Return only this: the line with "Where can you see the woman's eyebrow" and all the lines that follow it below, through the final one, exactly as they are.

--- --- ---

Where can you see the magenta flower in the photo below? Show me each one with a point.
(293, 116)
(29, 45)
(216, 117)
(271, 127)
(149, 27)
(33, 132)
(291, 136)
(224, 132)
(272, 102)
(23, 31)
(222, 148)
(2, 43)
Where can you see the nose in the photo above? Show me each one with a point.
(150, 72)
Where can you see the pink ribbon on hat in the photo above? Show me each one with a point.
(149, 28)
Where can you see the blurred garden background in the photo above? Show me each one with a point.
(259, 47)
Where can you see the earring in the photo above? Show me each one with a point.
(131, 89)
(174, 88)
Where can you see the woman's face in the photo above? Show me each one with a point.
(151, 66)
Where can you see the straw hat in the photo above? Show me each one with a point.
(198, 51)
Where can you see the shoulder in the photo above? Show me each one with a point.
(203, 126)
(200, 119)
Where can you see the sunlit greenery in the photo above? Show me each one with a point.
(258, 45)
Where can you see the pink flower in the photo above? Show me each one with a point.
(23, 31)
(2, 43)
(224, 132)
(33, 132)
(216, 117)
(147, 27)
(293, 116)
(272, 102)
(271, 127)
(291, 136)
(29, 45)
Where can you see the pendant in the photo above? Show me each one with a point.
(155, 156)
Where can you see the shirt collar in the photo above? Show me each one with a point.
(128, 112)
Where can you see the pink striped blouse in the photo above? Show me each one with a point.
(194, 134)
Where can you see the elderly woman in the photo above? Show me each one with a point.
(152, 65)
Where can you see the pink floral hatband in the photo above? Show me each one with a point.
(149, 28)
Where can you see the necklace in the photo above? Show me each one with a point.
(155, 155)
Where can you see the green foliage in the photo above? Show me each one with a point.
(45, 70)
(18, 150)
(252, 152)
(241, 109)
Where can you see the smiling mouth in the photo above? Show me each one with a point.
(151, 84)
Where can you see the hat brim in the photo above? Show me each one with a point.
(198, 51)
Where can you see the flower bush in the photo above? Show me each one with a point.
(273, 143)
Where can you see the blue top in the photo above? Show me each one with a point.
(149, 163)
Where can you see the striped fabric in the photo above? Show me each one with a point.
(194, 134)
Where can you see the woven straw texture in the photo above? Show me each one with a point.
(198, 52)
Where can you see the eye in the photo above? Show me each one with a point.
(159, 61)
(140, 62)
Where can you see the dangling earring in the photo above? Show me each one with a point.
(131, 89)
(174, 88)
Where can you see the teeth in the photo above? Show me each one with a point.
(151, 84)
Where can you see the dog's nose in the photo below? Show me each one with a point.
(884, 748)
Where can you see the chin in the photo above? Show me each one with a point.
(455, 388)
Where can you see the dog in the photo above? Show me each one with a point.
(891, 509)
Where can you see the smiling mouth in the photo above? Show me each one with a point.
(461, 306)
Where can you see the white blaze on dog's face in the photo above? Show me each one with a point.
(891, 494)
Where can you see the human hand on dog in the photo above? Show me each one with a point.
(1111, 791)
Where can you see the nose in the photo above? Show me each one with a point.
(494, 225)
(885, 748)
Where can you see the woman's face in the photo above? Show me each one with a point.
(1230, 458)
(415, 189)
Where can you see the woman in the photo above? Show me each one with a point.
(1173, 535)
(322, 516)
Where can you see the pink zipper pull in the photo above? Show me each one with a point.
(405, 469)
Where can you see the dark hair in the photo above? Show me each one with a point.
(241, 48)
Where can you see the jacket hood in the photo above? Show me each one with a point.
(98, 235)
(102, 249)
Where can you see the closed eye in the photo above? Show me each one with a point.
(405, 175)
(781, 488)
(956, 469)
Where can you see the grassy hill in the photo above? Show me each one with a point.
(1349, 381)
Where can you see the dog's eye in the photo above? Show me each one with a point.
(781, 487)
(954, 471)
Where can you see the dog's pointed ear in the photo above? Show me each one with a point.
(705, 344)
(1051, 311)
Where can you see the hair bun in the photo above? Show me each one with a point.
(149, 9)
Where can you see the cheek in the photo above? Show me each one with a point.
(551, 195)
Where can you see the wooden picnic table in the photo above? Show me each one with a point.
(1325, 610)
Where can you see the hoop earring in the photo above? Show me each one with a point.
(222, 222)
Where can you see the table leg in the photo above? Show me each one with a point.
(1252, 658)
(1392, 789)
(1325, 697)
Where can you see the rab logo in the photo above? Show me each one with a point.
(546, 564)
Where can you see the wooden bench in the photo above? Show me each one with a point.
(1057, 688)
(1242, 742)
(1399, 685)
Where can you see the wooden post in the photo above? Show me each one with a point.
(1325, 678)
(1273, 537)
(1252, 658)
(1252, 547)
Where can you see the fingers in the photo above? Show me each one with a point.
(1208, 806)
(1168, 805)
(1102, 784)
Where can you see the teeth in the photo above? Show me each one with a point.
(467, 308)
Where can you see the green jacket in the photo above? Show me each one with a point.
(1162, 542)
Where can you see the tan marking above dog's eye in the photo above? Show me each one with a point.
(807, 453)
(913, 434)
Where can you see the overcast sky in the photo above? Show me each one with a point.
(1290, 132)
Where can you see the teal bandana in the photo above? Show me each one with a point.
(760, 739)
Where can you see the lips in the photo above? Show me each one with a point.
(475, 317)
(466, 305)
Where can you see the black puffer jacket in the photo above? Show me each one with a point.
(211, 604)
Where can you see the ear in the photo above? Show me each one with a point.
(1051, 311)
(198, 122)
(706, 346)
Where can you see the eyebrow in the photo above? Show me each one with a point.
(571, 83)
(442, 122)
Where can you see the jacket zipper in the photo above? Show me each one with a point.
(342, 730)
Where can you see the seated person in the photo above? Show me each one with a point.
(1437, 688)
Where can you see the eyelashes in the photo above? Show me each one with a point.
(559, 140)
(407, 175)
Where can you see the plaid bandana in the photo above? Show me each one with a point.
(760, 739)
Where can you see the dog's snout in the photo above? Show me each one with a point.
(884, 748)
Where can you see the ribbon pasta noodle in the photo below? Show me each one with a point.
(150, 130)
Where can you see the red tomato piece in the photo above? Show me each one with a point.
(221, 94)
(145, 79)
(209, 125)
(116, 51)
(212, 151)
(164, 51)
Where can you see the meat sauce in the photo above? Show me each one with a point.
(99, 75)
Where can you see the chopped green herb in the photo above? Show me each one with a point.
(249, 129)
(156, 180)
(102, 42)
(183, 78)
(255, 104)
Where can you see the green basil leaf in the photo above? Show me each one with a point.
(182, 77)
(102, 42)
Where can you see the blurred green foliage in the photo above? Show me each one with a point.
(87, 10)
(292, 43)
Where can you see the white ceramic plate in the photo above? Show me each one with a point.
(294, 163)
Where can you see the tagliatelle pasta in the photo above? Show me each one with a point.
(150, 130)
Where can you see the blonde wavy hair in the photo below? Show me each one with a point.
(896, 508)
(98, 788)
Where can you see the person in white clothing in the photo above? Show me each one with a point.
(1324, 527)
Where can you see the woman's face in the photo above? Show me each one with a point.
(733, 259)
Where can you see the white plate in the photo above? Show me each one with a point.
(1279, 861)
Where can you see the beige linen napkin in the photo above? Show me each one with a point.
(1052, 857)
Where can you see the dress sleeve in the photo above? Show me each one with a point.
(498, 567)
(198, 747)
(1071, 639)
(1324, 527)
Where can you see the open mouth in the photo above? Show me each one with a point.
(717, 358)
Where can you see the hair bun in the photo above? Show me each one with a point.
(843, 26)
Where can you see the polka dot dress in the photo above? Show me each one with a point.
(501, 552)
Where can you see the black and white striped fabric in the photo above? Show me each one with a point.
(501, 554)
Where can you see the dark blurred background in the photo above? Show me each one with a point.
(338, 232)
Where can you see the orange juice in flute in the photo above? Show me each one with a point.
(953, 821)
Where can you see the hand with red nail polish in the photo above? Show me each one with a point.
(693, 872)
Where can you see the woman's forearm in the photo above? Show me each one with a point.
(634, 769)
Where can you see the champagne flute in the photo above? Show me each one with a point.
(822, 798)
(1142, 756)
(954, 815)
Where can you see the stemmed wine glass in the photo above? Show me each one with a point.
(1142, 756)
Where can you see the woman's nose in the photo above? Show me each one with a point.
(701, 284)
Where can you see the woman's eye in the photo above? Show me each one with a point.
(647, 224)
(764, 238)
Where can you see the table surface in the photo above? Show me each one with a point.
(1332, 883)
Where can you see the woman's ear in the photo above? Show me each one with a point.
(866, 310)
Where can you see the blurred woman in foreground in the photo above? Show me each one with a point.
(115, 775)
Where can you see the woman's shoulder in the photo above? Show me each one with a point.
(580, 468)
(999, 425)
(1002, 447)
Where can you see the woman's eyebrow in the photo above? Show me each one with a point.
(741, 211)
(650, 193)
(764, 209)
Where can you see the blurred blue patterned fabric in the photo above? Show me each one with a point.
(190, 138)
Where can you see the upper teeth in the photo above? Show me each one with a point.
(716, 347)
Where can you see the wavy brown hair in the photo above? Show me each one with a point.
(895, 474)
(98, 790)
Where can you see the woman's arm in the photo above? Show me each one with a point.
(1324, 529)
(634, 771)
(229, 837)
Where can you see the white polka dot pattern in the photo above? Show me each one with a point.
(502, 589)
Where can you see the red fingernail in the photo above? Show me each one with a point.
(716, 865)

--- --- ---

■ **Result for this task**
Where can you see the woman's eyebrow in the photo above? Show me each one with a point.
(741, 211)
(650, 193)
(764, 209)
Where can you see the blurred blue patterned fabric in the photo above? Show me each one with a point.
(190, 138)
Where can you see the upper teeth in the photo above? Show me each one with a point.
(716, 347)
Where can you see the wavy brown hair in the photo above? Show me each one with a point.
(895, 474)
(98, 790)
Where can you see the woman's arm in the photo above? Show me each one with a point.
(1324, 529)
(634, 771)
(229, 837)
Where can you see the white polka dot pattern in the photo above? Show me each one with a point.
(502, 589)
Where can you see the red fingernail in the photo above? Show me each one with a point.
(716, 865)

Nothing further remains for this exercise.